→ REQUIREMENT
Of the entries below, return exactly those lines that fall between the one containing "Phrase: paved road" and the one containing "Phrase: fence", the two end lines included.

→ DATASET RECORDS
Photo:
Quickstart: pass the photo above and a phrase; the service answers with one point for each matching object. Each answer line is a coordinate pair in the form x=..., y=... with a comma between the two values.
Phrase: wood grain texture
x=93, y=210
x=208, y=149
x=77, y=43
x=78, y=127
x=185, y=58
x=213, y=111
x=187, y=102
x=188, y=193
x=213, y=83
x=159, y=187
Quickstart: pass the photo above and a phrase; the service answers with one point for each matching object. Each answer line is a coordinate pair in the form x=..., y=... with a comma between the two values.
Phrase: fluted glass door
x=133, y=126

--

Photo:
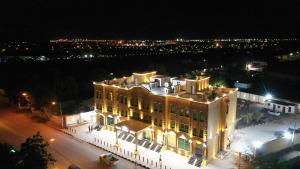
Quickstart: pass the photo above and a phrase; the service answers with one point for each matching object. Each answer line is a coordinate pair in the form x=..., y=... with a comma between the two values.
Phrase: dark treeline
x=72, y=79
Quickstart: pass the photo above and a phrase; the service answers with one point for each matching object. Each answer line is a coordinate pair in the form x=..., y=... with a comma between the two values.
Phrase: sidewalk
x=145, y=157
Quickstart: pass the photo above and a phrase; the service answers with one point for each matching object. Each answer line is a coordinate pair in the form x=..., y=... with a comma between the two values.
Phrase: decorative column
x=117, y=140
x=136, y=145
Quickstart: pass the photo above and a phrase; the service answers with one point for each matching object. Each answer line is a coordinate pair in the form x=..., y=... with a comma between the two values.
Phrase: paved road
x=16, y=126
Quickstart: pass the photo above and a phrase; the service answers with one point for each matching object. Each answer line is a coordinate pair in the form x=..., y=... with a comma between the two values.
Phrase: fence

→ EXPECTED OUTPUT
Phrase: paved road
x=16, y=126
Quickstart: pass the photo above and a phrase; the service answers with one point for each matching object. Each answer line is a coordinate pair in the form x=..., y=... with a comma between the two values.
Phrase: fence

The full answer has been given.